### Instruções
**1.** No texto sobre o uso de máscaras, qual é a especialidade médica de Gerson Salvador?
**2.** Dê prosseguimento ao texto sobre o uso de máscaras em áreas abertas, começando logo após a última frase apresentada.

### Trecho da fonte
--------------------------------------------------

Já para Gerson Salvador, infectologista também da USP, manter a obrigatoriedade mesmo em áreas abertas ajuda a padronizar o comportamento. “É uma comunicação mais clara. Além disso, temos que pensar que a transmissão na área externa existe, embora seja mais rara”, explica.
Ele também propõe um cálculo de risco e benefício. “É uma medida não farmacológica de prevenção barata, que não acarreta nenhum risco para as pessoas. Então, na minha opinião, deveríamos manter a máscara, ainda mais nesse momento de retomada, com mais gente na rua e mais contatos sociais”, pontua.
Por sua vez, Denise acredita que seja possível dispensar o uso em lugares abertos e vazios, desde que utilizando os parâmetros certos. “Estamos com muito tempo de pandemia, precisamos encontrar jeitos seguros de retomar a vida. Creio que, na situação atual, seja possível dispensar o acessório em certos contextos e reforçar a necessidade de mantê-lo em ambientes fechados”, raciocina.
O problema é traçar a régua do “lugar aberto seguro” o suficiente. “Daí é preciso bom senso. Andar em uma rua de comércio popular na região central é diferente de caminhar sozinho em um parque ou sair para andar de bicicleta”, compara Denise.
Cobertura vacinal não deve ser o parâmetro
O Rio de Janeiro anunciou ainda que, quando 75% da população estiver totalmente imunizada, o uso de máscaras será obrigatório apenas no transporte público e em unidades de saúde. Para os especialistas, contudo, esse indicador não deve ser o parâmetro principal para flexibilizar.

--------------------------------------------------

### Registros fornecidos
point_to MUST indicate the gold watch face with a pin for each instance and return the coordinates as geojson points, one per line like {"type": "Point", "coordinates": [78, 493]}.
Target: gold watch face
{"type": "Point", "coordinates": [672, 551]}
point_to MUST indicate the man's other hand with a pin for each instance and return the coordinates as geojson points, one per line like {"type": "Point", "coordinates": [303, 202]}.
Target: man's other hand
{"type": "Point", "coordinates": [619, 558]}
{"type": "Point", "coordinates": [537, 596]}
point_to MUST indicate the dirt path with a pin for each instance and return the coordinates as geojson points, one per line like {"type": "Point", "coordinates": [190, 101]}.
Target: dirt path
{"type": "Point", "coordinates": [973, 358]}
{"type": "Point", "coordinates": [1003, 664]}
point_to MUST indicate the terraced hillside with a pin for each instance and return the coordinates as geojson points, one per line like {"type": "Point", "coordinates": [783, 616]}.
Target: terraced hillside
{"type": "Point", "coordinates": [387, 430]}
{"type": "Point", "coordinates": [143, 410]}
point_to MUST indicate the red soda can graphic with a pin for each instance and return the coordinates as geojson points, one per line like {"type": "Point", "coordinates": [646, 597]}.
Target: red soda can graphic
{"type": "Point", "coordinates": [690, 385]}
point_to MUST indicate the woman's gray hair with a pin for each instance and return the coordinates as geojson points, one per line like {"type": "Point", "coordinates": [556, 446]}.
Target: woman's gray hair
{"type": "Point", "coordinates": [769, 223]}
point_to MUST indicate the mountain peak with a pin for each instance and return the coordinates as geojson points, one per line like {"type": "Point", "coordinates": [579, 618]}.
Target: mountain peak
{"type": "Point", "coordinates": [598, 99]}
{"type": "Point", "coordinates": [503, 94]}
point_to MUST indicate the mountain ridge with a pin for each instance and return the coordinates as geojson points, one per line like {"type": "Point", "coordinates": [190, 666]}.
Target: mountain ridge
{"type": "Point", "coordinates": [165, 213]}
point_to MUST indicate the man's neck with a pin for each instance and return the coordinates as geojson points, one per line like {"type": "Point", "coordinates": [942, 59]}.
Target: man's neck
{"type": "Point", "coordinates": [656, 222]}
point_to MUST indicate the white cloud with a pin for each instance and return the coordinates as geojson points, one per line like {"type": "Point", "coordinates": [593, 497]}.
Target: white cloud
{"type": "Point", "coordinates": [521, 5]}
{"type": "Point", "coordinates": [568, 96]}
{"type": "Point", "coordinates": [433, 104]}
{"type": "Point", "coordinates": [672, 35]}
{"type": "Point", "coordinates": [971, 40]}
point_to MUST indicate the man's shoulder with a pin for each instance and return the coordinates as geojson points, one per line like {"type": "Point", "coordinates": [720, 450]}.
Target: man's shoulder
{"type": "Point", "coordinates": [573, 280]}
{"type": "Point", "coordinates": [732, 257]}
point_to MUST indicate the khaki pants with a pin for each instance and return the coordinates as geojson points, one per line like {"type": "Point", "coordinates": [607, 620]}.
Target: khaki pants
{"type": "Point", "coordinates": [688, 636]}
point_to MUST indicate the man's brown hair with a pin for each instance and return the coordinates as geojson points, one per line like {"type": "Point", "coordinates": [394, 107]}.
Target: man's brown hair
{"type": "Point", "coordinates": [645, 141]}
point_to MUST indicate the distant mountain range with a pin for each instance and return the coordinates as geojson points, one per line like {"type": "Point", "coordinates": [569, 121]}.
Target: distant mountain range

--------------------------------------------------

### Respostas por tarefa
**1.** Infectologista da USP.

**2.**
Isso porque, embora sejam muito eficazes em reduzir casos graves e mortes, as vacinas não impedem completamente a transmissão do vírus. “E temos a alta circulação de uma variante muito transmissível no Brasil, a Delta, que vai encontrar os indivíduos que estiverem vulneráveis”, alerta Denise.
LEIA TAMBÉM: Variante Delta reforça a importância do uso correto de máscaras
O ideal é analisar a situação epidemiológica local. “O ponto certo é quando a transmissão comunitária está baixa, analisando casos, internações, óbitos e percentual de positividade de testes, um número difícil de obter no Brasil, pois testamos pouco”, explica Stanislau.
Máscaras devem ser usadas em locais fechados por muito tempo
Outro ponto de consenso entre as fontes é o de que não estamos num contexto favorável o suficiente para abolir o acessório de vez. “A remoção da máscara em ambientes fechados é precoce. Nossa situação é bem instável. Podemos estar no intervalo entre uma onda e outra, como já aconteceu outras vezes”, pondera Denise.
Para ela, o acessório deve ser a última medida a ser retirada no contexto pandêmico. “Em ambientes de convívio social ou alta circulação de pessoas, é muito importante usar uma máscara boa, de preferência a PFF2, bem ajustada, certificando-se de que não há pessoas sem máscaras no recinto”, explica a especialista.
Educar é o caminho
Com muita gente cansada da máscara, uma campanha de comunicação efetiva sobre as situações de maior risco poderia até elevar a adesão a elas, por que não? “Se essa diminuição gradual do uso for feita da maneira certa, com comunicação transparente sobre os riscos, as pessoas podem tomar decisões melhores”, aponta Denise.
“O Brasil é um país onde algumas leis pegam, outras não. Acho que a máscara é uma questão moral, ética, porque, ao não usá-la, você não está colocando apenas você em risco, mas outras pessoas”, comenta Stanislau.
O infectologista compara a boa prática de seguir cobrindo o rosto em ambientes de risco com outros preceitos básicos do convívio em sociedade. “Deveríamos colocar a máscara no mesmo patamar de educação onde estão hábitos como não cuspir ou jogar lixo no chão”, compara o infectologista.
Mas o amparo legal enquanto esse mundo utópico não acontece é importante. “Mudanças de comportamento são difíceis. E uma vez que você altera a lei, será difícil voltar atrás e convencer as pessoas a usarem a máscara novamente”, avalia Denise.